Passage:
▬▬▬
With expanded vaccine access, hope for fall returns

As vaccines become more widely available and trust in them increases, a COVID-free fall seems within reach.

On Mar. 3, the Michigan Department of Health and Human Services announced that eligibility for COVID-19 immunizations will expand this month. 

Individuals 50 and older who have medical conditions or disabilities will be eligible on Mar. 8. Caregivers of people in this category will be eligible, as well as guardians of children with special health care needs. On Mar. 22, all Michigan citizens 50 and older will be eligible. Many Calvin professors will be eligible in this category.

Michigan will obtain 82,700 doses of the Johnson & Johnson vaccine this week. The Johnson & Johnson vaccine, which has been approved for emergency use in the US, has a 72% efficacy rate and requires just one vaccination. Kent County’s Fuller Clinic is open for appointments and qualifying individuals can make an appointment here

A COVID Response Team email update sent on Mar. 9 addressed these developments. “While we are still working with the Kent County Health Department to determine what that means for our community,” the CRT wrote, “these guidelines give us continued hope as we look to the future.”

According to an EPIC-MRA poll of Michiganders released in February, 80% of Michigan Democrats and Independents plan to receive the vaccine when they become eligible. However, only 46% of Republicans say they plan to receive it.
▬▬▬
Point localization data:

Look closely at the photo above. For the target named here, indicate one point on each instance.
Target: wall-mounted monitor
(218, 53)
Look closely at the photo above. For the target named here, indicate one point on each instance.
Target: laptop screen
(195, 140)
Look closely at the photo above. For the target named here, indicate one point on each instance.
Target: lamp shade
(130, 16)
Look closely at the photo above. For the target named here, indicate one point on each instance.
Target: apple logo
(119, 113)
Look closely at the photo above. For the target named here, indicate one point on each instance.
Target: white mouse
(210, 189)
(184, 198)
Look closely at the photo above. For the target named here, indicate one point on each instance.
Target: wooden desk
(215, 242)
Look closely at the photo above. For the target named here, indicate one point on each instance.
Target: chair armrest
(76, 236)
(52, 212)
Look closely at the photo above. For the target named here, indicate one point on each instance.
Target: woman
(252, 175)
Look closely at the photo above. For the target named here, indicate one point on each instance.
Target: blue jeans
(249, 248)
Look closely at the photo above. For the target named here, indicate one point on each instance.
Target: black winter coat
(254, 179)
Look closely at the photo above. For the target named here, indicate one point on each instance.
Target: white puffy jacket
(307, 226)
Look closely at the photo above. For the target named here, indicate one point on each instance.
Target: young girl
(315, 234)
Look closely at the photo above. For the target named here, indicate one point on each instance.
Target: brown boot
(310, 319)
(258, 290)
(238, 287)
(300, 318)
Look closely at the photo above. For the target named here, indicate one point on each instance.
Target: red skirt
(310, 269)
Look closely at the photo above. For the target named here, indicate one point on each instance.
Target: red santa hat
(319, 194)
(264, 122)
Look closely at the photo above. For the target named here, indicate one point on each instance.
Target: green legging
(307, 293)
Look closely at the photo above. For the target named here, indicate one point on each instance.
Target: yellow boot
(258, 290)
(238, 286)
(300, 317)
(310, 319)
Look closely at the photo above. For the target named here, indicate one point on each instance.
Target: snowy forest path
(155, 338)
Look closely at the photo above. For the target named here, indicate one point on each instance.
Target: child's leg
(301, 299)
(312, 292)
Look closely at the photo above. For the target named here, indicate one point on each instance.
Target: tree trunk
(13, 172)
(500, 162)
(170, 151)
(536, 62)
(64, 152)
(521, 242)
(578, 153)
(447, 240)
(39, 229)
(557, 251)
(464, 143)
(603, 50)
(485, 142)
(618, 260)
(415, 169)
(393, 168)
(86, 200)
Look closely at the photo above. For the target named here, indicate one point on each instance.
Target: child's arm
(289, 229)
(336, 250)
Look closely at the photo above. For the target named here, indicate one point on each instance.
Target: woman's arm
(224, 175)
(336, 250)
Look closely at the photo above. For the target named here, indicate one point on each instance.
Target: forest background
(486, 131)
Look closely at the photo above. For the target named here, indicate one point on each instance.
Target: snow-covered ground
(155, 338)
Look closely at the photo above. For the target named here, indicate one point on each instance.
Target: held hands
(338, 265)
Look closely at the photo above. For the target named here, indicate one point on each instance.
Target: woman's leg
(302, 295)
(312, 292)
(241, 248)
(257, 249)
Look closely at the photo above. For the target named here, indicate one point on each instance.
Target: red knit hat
▬▬▬
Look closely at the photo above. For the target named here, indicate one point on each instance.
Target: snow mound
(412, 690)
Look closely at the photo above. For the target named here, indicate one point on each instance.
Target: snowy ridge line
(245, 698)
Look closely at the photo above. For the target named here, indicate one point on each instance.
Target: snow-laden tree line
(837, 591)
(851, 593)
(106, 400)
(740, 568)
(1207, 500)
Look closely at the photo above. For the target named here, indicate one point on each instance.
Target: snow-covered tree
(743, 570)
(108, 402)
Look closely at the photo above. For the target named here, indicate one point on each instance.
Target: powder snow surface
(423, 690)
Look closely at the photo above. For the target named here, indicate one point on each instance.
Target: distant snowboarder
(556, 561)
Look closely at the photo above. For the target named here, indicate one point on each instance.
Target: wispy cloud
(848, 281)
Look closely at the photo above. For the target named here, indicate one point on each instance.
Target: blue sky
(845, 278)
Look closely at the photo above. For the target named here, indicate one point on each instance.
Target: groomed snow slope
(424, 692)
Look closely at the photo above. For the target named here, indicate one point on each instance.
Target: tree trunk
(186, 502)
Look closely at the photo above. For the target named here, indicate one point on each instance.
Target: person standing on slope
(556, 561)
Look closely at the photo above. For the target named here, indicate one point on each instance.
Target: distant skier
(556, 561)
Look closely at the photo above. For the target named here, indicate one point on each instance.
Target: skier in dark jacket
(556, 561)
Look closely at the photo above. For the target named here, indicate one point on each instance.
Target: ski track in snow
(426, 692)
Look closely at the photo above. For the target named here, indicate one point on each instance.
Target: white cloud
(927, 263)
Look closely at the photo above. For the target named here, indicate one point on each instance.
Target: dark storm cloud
▬▬▬
Required work:
1. In the article on expanded vaccine access in Michigan:
(a) On what date will all Michigan citizens 50 and older become eligible?
(b) How many doses of the Johnson & Johnson vaccine will Michigan obtain this week?
(c) According to the EPIC-MRA poll, what percentage of Republicans plan to receive the vaccine?
2. Can you carry on the article about expanded vaccine access in Michigan, starting after its final sentence on the EPIC-MRA poll?

Answer section:
1.
(a) Mar. 22
(b) 82,700
(c) 46%

2.
Calvin biology professor Anding Shen recently wrote a column in The Banner titled “A Christian Perspective on COVID Vaccines,” encouraging Christians to participate in vaccine rollout. 

“When we take the vaccines,” Anding wrote, “we not only protect ourselves, we also help to build immunity in our communities, so that others are protected as well.”

The ongoing success and availability of the three approved COVID vaccines have strengthened optimism about next fall. “We are confident that we will be able to increase classroom and dining hall density,” the COVID Response Team wrote, as well as provide “a more regular residential housing and student activities experience.” According to the CRT, Calvin also hopes to host in-person lectures, concerts, events and chapels and permit fans at athletic events.

Professor Debra Rienstra, who recently received the first dose of the vaccine, said she looks forward to “feeling safer and easing back into more normal activities” and is “hopeful that fall semester will bring a return to regular classroom learning and to most of the activities that create our normally lively campus atmosphere.”

Biology Professor David Koetje said he is “cautiously optimistic about the prospects for getting back to a “new normal” next semester,” due to increased vaccination rates, which help bring the country closer to achieving herd immunity and help prevent the evolution of new variants. Koetje said he remains concerned about the effects of pandemic fatigue, ineffectual deployment in disadvantaged regions, and lack of understanding about the broader environmental implications of the pandemic.

“Humanity has not yet come to grips with the fact that coronavirus is a zoonotic disease brought on by environmental degradation and human encroachment into wildlife habitat,” Koetje said, “This is likely how it jumped from bats into humans. There’s a new field called One Health that studies these kinds of environment-animal-human interconnections and the steps we can take to reduce such threats.” According to Koetje, Calvin’s Environmental Health and Conservation major is designed to prepare students for careers in this field.